DATA LISTING:
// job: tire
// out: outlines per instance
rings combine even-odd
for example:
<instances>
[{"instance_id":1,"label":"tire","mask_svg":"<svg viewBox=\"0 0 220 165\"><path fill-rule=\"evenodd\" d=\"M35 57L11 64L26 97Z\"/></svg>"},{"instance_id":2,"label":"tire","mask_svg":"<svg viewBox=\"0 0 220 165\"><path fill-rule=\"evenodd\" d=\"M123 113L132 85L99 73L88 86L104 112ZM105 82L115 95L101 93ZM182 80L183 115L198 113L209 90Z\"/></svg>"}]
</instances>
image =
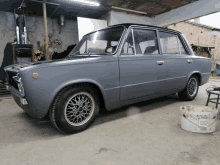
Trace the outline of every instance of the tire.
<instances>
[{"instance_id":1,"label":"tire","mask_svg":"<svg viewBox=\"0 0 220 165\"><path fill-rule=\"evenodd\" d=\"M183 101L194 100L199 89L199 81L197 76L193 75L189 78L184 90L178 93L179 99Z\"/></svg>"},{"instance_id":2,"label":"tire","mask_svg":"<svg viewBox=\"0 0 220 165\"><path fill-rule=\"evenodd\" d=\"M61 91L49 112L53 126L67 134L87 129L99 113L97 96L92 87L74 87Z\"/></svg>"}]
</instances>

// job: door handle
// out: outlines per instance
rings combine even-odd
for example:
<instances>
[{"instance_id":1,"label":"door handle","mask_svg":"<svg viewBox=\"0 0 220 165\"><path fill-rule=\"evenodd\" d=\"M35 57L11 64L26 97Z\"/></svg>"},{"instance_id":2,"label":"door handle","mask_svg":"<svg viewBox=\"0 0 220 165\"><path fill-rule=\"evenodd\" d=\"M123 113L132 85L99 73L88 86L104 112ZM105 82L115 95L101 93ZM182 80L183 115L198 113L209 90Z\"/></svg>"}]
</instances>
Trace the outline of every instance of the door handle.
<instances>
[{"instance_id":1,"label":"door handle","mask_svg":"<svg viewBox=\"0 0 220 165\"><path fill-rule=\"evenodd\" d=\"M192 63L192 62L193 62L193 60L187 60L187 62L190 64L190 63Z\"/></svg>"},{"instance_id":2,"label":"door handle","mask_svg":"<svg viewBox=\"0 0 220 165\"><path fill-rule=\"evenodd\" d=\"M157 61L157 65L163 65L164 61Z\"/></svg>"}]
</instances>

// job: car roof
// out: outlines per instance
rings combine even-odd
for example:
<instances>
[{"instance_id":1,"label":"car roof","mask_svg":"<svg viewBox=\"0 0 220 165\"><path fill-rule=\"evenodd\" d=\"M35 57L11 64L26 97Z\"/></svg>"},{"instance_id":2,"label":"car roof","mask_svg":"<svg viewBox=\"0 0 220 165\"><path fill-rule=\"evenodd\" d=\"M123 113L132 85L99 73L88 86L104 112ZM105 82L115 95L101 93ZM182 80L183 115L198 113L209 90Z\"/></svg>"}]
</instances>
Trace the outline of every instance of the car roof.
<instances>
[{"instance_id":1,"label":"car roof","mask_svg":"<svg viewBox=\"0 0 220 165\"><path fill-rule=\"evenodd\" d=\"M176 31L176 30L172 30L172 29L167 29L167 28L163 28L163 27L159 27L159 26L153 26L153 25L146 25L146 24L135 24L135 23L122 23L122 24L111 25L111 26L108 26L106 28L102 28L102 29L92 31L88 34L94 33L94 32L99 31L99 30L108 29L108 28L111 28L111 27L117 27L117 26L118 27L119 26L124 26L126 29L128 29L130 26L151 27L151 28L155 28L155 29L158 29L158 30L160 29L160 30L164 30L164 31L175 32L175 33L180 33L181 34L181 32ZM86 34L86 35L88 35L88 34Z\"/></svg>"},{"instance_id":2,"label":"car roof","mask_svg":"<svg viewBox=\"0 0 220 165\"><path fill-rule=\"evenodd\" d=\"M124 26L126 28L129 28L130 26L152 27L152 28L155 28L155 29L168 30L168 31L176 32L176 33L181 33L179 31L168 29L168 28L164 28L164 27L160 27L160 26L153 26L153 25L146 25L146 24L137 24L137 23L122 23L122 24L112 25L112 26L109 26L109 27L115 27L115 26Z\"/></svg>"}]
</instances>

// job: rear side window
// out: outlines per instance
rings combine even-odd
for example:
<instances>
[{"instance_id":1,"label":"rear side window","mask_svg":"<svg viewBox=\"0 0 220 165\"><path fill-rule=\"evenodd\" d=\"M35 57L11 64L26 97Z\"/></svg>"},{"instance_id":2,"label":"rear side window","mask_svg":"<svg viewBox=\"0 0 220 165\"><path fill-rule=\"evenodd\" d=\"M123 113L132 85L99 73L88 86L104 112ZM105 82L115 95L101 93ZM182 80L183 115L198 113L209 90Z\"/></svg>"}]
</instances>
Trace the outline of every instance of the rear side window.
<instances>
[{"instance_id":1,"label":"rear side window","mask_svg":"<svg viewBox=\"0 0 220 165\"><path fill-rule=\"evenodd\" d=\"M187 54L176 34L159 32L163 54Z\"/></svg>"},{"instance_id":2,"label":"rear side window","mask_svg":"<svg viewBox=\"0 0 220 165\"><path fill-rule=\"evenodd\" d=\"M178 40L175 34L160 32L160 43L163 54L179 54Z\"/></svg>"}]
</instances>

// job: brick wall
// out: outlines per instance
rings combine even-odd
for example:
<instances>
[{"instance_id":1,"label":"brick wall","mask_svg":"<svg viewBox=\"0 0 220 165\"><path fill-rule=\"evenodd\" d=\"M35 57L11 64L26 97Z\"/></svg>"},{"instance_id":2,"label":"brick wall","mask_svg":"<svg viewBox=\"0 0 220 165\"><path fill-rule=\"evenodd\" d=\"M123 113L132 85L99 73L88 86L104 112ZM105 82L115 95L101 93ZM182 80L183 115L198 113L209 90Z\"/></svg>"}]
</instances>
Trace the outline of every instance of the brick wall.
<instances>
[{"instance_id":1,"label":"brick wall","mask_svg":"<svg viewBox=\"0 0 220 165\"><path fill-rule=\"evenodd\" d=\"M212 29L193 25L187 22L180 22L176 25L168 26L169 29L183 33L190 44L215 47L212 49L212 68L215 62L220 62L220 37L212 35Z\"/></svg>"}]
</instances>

PROBLEM DETAILS: Leave the pictures out, and transcribe each of the records exactly.

TASK RESPONSE:
// job: tire
// out: outlines per instance
rings combine even-odd
for example:
<instances>
[{"instance_id":1,"label":"tire","mask_svg":"<svg viewBox=\"0 0 220 165\"><path fill-rule=\"evenodd\" d=\"M35 57L11 64L26 97Z\"/></svg>"},{"instance_id":2,"label":"tire","mask_svg":"<svg viewBox=\"0 0 220 165\"><path fill-rule=\"evenodd\" d=\"M123 113L132 85L99 73L88 86L104 112ZM105 82L115 95L101 93ZM182 80L183 115L198 113L209 90Z\"/></svg>"}]
</instances>
image =
Trace the outline of every instance of the tire.
<instances>
[{"instance_id":1,"label":"tire","mask_svg":"<svg viewBox=\"0 0 220 165\"><path fill-rule=\"evenodd\" d=\"M183 101L194 100L199 89L199 81L197 76L193 75L189 78L184 90L178 93L179 99Z\"/></svg>"},{"instance_id":2,"label":"tire","mask_svg":"<svg viewBox=\"0 0 220 165\"><path fill-rule=\"evenodd\" d=\"M61 91L49 112L53 126L67 134L87 129L99 113L97 96L92 87L74 87Z\"/></svg>"}]
</instances>

// job: door handle
// out: outlines per instance
rings combine even-odd
for example:
<instances>
[{"instance_id":1,"label":"door handle","mask_svg":"<svg viewBox=\"0 0 220 165\"><path fill-rule=\"evenodd\" d=\"M35 57L11 64L26 97Z\"/></svg>"},{"instance_id":2,"label":"door handle","mask_svg":"<svg viewBox=\"0 0 220 165\"><path fill-rule=\"evenodd\" d=\"M123 113L132 85L99 73L88 86L104 112ZM105 82L115 95L101 93ZM182 80L183 115L198 113L209 90Z\"/></svg>"}]
</instances>
Trace the outline of every instance of the door handle.
<instances>
[{"instance_id":1,"label":"door handle","mask_svg":"<svg viewBox=\"0 0 220 165\"><path fill-rule=\"evenodd\" d=\"M192 63L192 62L193 62L193 60L187 60L187 62L190 64L190 63Z\"/></svg>"},{"instance_id":2,"label":"door handle","mask_svg":"<svg viewBox=\"0 0 220 165\"><path fill-rule=\"evenodd\" d=\"M157 61L157 65L163 65L164 61Z\"/></svg>"}]
</instances>

// job: car roof
// out: outlines per instance
rings combine even-odd
for example:
<instances>
[{"instance_id":1,"label":"car roof","mask_svg":"<svg viewBox=\"0 0 220 165\"><path fill-rule=\"evenodd\" d=\"M35 57L11 64L26 97Z\"/></svg>"},{"instance_id":2,"label":"car roof","mask_svg":"<svg viewBox=\"0 0 220 165\"><path fill-rule=\"evenodd\" d=\"M123 113L132 85L99 73L88 86L104 112ZM105 82L115 95L101 93ZM182 80L183 115L198 113L209 90Z\"/></svg>"}]
</instances>
Trace the outline of every instance of the car roof.
<instances>
[{"instance_id":1,"label":"car roof","mask_svg":"<svg viewBox=\"0 0 220 165\"><path fill-rule=\"evenodd\" d=\"M176 31L176 30L172 30L172 29L167 29L167 28L163 28L163 27L159 27L159 26L153 26L153 25L146 25L146 24L135 24L135 23L122 23L122 24L111 25L111 26L108 26L106 28L102 28L102 29L92 31L88 34L94 33L94 32L99 31L99 30L108 29L108 28L111 28L111 27L117 27L117 26L118 27L119 26L124 26L126 29L128 29L130 26L151 27L151 28L155 28L155 29L158 29L158 30L160 29L160 30L164 30L164 31L175 32L175 33L180 33L181 34L181 32ZM86 34L86 35L88 35L88 34Z\"/></svg>"},{"instance_id":2,"label":"car roof","mask_svg":"<svg viewBox=\"0 0 220 165\"><path fill-rule=\"evenodd\" d=\"M124 26L126 28L129 28L130 26L152 27L152 28L155 28L155 29L168 30L168 31L176 32L176 33L181 33L179 31L168 29L168 28L164 28L164 27L160 27L160 26L153 26L153 25L146 25L146 24L137 24L137 23L122 23L122 24L112 25L112 26L109 26L109 27L115 27L115 26Z\"/></svg>"}]
</instances>

// job: rear side window
// out: outlines per instance
rings combine even-odd
for example:
<instances>
[{"instance_id":1,"label":"rear side window","mask_svg":"<svg viewBox=\"0 0 220 165\"><path fill-rule=\"evenodd\" d=\"M35 57L11 64L26 97Z\"/></svg>"},{"instance_id":2,"label":"rear side window","mask_svg":"<svg viewBox=\"0 0 220 165\"><path fill-rule=\"evenodd\" d=\"M123 113L132 85L99 73L88 86L104 112ZM105 82L115 95L101 93ZM182 80L183 115L198 113L209 90Z\"/></svg>"}]
</instances>
Trace the outline of every instance of the rear side window.
<instances>
[{"instance_id":1,"label":"rear side window","mask_svg":"<svg viewBox=\"0 0 220 165\"><path fill-rule=\"evenodd\" d=\"M187 54L176 34L159 32L163 54Z\"/></svg>"},{"instance_id":2,"label":"rear side window","mask_svg":"<svg viewBox=\"0 0 220 165\"><path fill-rule=\"evenodd\" d=\"M178 40L175 34L160 32L160 43L163 54L179 54Z\"/></svg>"}]
</instances>

// job: brick wall
// out: outlines per instance
rings combine even-odd
for example:
<instances>
[{"instance_id":1,"label":"brick wall","mask_svg":"<svg viewBox=\"0 0 220 165\"><path fill-rule=\"evenodd\" d=\"M35 57L11 64L26 97Z\"/></svg>"},{"instance_id":2,"label":"brick wall","mask_svg":"<svg viewBox=\"0 0 220 165\"><path fill-rule=\"evenodd\" d=\"M123 113L132 85L99 73L88 86L104 112ZM105 82L115 95L101 93ZM182 80L183 115L198 113L209 90Z\"/></svg>"}]
</instances>
Trace the outline of every instance of the brick wall.
<instances>
[{"instance_id":1,"label":"brick wall","mask_svg":"<svg viewBox=\"0 0 220 165\"><path fill-rule=\"evenodd\" d=\"M212 29L193 25L187 22L180 22L176 25L168 26L169 29L183 33L190 44L215 47L212 49L212 68L215 62L220 62L220 37L212 35Z\"/></svg>"}]
</instances>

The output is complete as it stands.